## Task objective
Your task is to copy the listing exactly, with the pictures left out.

## Listed entries
▶
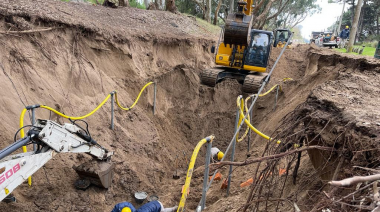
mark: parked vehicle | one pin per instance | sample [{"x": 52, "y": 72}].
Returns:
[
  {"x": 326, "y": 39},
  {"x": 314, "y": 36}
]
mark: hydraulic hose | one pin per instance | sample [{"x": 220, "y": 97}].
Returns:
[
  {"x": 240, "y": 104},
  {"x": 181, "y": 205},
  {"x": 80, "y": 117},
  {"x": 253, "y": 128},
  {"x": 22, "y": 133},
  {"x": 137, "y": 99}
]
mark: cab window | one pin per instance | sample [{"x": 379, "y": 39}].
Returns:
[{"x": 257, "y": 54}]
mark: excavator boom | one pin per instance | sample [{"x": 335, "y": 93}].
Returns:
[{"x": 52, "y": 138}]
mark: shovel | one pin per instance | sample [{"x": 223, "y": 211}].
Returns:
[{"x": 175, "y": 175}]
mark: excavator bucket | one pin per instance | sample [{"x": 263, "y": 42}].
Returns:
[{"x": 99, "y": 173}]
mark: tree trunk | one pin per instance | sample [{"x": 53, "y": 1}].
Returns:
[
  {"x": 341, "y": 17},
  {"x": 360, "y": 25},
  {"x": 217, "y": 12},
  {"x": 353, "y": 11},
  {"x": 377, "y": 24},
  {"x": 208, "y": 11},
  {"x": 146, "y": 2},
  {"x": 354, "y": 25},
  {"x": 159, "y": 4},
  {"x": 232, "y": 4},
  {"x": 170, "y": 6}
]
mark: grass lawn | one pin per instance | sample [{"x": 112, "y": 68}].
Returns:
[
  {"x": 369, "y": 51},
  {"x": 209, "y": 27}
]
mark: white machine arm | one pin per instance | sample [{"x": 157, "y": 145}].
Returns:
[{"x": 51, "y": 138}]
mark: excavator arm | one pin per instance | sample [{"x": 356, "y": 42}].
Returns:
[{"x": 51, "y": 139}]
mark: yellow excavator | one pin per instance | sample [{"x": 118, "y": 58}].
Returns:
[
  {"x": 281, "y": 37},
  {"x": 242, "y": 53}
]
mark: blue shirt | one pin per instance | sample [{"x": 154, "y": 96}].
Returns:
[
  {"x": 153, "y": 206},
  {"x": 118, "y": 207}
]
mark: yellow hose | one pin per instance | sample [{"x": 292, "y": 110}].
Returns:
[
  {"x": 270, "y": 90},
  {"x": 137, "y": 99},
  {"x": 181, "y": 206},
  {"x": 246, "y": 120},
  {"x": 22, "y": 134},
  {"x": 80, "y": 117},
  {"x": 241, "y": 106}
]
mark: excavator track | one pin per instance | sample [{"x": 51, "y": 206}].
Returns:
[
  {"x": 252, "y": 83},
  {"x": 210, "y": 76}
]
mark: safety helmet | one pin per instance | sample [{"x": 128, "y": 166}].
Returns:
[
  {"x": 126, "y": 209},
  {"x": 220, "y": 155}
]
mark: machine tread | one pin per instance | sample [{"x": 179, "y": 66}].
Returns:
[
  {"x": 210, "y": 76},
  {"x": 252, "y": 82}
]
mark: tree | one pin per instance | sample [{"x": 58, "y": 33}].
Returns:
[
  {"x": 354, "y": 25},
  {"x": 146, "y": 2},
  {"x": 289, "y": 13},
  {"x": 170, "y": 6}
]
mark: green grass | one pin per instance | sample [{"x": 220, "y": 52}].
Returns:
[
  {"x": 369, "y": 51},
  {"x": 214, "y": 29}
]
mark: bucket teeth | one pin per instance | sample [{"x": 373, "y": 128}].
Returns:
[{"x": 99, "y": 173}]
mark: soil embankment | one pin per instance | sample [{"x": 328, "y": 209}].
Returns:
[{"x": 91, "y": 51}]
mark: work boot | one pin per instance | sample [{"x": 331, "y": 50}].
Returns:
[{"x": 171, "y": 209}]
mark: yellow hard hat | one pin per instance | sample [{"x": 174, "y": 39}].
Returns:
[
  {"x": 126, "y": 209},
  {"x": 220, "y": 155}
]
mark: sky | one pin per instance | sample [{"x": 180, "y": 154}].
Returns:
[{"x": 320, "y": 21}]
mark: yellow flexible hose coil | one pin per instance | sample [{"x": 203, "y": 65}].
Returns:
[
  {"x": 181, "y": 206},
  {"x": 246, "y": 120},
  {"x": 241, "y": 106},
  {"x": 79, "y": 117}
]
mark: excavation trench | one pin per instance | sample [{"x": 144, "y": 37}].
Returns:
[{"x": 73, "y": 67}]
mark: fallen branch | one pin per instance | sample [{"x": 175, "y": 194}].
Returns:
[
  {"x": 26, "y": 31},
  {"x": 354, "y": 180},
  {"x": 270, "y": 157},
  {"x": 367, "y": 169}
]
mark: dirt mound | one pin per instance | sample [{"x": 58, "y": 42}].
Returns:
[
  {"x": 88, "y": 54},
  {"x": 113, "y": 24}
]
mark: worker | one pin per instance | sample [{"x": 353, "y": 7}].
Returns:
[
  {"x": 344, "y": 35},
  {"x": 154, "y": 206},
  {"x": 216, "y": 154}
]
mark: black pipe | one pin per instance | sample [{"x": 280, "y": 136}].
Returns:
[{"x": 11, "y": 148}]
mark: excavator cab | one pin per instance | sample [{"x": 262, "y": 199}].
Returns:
◀
## Full solution
mark: parked vehicle | one pin per instance | sample [{"x": 52, "y": 72}].
Returns:
[
  {"x": 326, "y": 39},
  {"x": 314, "y": 36}
]
mark: hydraulic hose | one pin per instance | sample [{"x": 220, "y": 97}].
Returns:
[
  {"x": 240, "y": 104},
  {"x": 181, "y": 205},
  {"x": 80, "y": 117},
  {"x": 253, "y": 128},
  {"x": 22, "y": 133},
  {"x": 137, "y": 99}
]
mark: cab window | one pin per instance | sample [{"x": 379, "y": 39}].
Returns:
[{"x": 257, "y": 54}]
mark: excavator boom | one pin per instance | sample [{"x": 335, "y": 93}].
Returns:
[{"x": 52, "y": 138}]
mark: shovel | one pin per instance | sample [{"x": 223, "y": 211}].
Returns:
[{"x": 175, "y": 175}]
mark: excavator bucket | one pin per instance | sample [{"x": 263, "y": 42}].
Returns:
[{"x": 99, "y": 173}]
mark: tree trunk | one pin per instance | sample [{"x": 53, "y": 1}].
Returns:
[
  {"x": 341, "y": 17},
  {"x": 360, "y": 25},
  {"x": 217, "y": 12},
  {"x": 353, "y": 11},
  {"x": 377, "y": 24},
  {"x": 208, "y": 11},
  {"x": 146, "y": 2},
  {"x": 354, "y": 25},
  {"x": 159, "y": 4},
  {"x": 232, "y": 4},
  {"x": 170, "y": 6}
]
mark: grass lawn | one pin per instance | sample [{"x": 112, "y": 68}].
Returns:
[
  {"x": 369, "y": 51},
  {"x": 209, "y": 27}
]
mark: white machine arm | one pin per instance | sample [{"x": 157, "y": 145}].
Returns:
[{"x": 51, "y": 138}]
mark: excavator arm | one pin per instance | sample [{"x": 356, "y": 42}].
Returns:
[{"x": 51, "y": 139}]
mark: yellow excavator | one pin per instance | sample [{"x": 118, "y": 58}].
Returns:
[
  {"x": 281, "y": 37},
  {"x": 242, "y": 53}
]
mark: blue shirt | one pin per instance | sample [{"x": 154, "y": 96}].
Returns:
[
  {"x": 153, "y": 206},
  {"x": 118, "y": 207}
]
mark: yellow hose | one pin per instance | sample [{"x": 292, "y": 110}].
Returns:
[
  {"x": 270, "y": 90},
  {"x": 137, "y": 99},
  {"x": 181, "y": 206},
  {"x": 246, "y": 120},
  {"x": 22, "y": 134},
  {"x": 80, "y": 117},
  {"x": 241, "y": 106}
]
mark: excavator track | one pin per instance | sample [{"x": 51, "y": 206}].
Returns:
[
  {"x": 252, "y": 83},
  {"x": 210, "y": 76}
]
mark: safety helmet | one pin per instance | sample [{"x": 128, "y": 166}].
Returns:
[
  {"x": 126, "y": 209},
  {"x": 220, "y": 155}
]
mark: machine tread | one pin per instance | sample [{"x": 179, "y": 66}].
Returns:
[
  {"x": 210, "y": 76},
  {"x": 252, "y": 82}
]
mark: tree | one pin per instance | sample [{"x": 58, "y": 33}].
Returns:
[
  {"x": 354, "y": 25},
  {"x": 146, "y": 2},
  {"x": 289, "y": 13},
  {"x": 170, "y": 6}
]
mark: green grass | one pin per instance | sample [{"x": 220, "y": 52}].
Returns:
[
  {"x": 369, "y": 51},
  {"x": 214, "y": 29}
]
mark: bucket teeth | one pin per instance | sample [{"x": 373, "y": 128}].
Returns:
[{"x": 99, "y": 173}]
mark: soil embankment | one pin per instance | sample [{"x": 328, "y": 209}].
Returns:
[{"x": 91, "y": 51}]
mark: work boot | one pin per instance | sample [{"x": 331, "y": 50}].
Returns:
[{"x": 171, "y": 209}]
mark: yellow hard hat | one pin per instance | sample [{"x": 174, "y": 39}].
Returns:
[
  {"x": 126, "y": 209},
  {"x": 220, "y": 155}
]
mark: sky | one pin per instance | sample [{"x": 180, "y": 154}].
Returns:
[{"x": 320, "y": 21}]
mark: yellow flexible hose coil | one pin per instance | sample [{"x": 203, "y": 65}].
Returns:
[
  {"x": 181, "y": 206},
  {"x": 246, "y": 120},
  {"x": 241, "y": 106},
  {"x": 79, "y": 117}
]
mark: excavation trench | one pin per instance | sample [{"x": 144, "y": 37}].
Returns:
[{"x": 73, "y": 67}]
mark: fallen branch | one pin per instance | sample [{"x": 175, "y": 194}].
Returns:
[
  {"x": 26, "y": 31},
  {"x": 354, "y": 180},
  {"x": 270, "y": 157},
  {"x": 367, "y": 169}
]
mark: dirt mound | one pin per instance | sample [{"x": 58, "y": 42}].
Returns:
[
  {"x": 88, "y": 54},
  {"x": 113, "y": 24}
]
mark: worker | one pin per instance | sample [{"x": 353, "y": 7}].
Returns:
[
  {"x": 344, "y": 35},
  {"x": 154, "y": 206},
  {"x": 216, "y": 154}
]
mark: black pipe | one pin per instance | sample [{"x": 280, "y": 136}].
Returns:
[{"x": 11, "y": 148}]
mark: excavator cab | one pin per instance | sample [{"x": 262, "y": 199}].
Returns:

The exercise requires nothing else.